Records provided
- - - - - - -
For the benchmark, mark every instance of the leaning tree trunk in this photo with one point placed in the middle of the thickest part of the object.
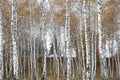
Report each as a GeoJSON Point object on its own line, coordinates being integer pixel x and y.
{"type": "Point", "coordinates": [67, 40]}
{"type": "Point", "coordinates": [14, 37]}
{"type": "Point", "coordinates": [103, 70]}
{"type": "Point", "coordinates": [1, 48]}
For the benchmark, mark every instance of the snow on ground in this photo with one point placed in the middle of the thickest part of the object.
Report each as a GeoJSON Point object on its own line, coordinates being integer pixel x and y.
{"type": "Point", "coordinates": [49, 38]}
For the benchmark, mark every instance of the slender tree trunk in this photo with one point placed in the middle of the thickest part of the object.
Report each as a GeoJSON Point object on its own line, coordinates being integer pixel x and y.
{"type": "Point", "coordinates": [14, 37]}
{"type": "Point", "coordinates": [43, 39]}
{"type": "Point", "coordinates": [87, 43]}
{"type": "Point", "coordinates": [67, 39]}
{"type": "Point", "coordinates": [103, 70]}
{"type": "Point", "coordinates": [1, 45]}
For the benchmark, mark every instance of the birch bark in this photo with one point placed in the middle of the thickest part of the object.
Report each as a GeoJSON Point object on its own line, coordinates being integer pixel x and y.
{"type": "Point", "coordinates": [87, 43]}
{"type": "Point", "coordinates": [14, 36]}
{"type": "Point", "coordinates": [103, 70]}
{"type": "Point", "coordinates": [43, 38]}
{"type": "Point", "coordinates": [1, 48]}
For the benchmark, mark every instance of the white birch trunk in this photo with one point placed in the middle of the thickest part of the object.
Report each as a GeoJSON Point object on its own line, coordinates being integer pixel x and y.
- - - - - - -
Written problem
Reproduce all of the records above word for word, leaving the picture out of your copy.

Finished exercise
For the benchmark, mark every instance of the leaning tree trunk in this photo with one point placed in the middle of the thickest part of the object.
Report each as a GeoJSON Point object on its own line, coordinates being integer pixel x and y.
{"type": "Point", "coordinates": [67, 40]}
{"type": "Point", "coordinates": [14, 37]}
{"type": "Point", "coordinates": [103, 70]}
{"type": "Point", "coordinates": [1, 48]}
For the benchmark, mark every instance of the snow on ground in this photo with one point placed in the middle of the thickest part of the object.
Report each as a GeoJSON Point object on its own line, coordinates being integer pixel x and y.
{"type": "Point", "coordinates": [49, 38]}
For the benchmark, mark every instance of the slender tree trunk in this photo with one point placed in the middle of the thickest part of the object.
Report each as a GeoJSON Point object on its own line, coordinates being integer pixel x and y.
{"type": "Point", "coordinates": [14, 37]}
{"type": "Point", "coordinates": [43, 39]}
{"type": "Point", "coordinates": [87, 43]}
{"type": "Point", "coordinates": [67, 39]}
{"type": "Point", "coordinates": [103, 70]}
{"type": "Point", "coordinates": [1, 45]}
For the benchmark, mark every instance of the birch bark in this photo with one point placed in the middle of the thickest part of the object.
Report each as a GeoJSON Point object on its own line, coordinates being integer pixel x and y.
{"type": "Point", "coordinates": [87, 43]}
{"type": "Point", "coordinates": [14, 36]}
{"type": "Point", "coordinates": [103, 70]}
{"type": "Point", "coordinates": [43, 38]}
{"type": "Point", "coordinates": [1, 48]}
For the benchmark, mark every instance of the white birch trunk in this photo with one point placed in the middle of the thickest part of the object.
Report each as a GeoJSON Point object on its own line, coordinates being integer pixel x and y.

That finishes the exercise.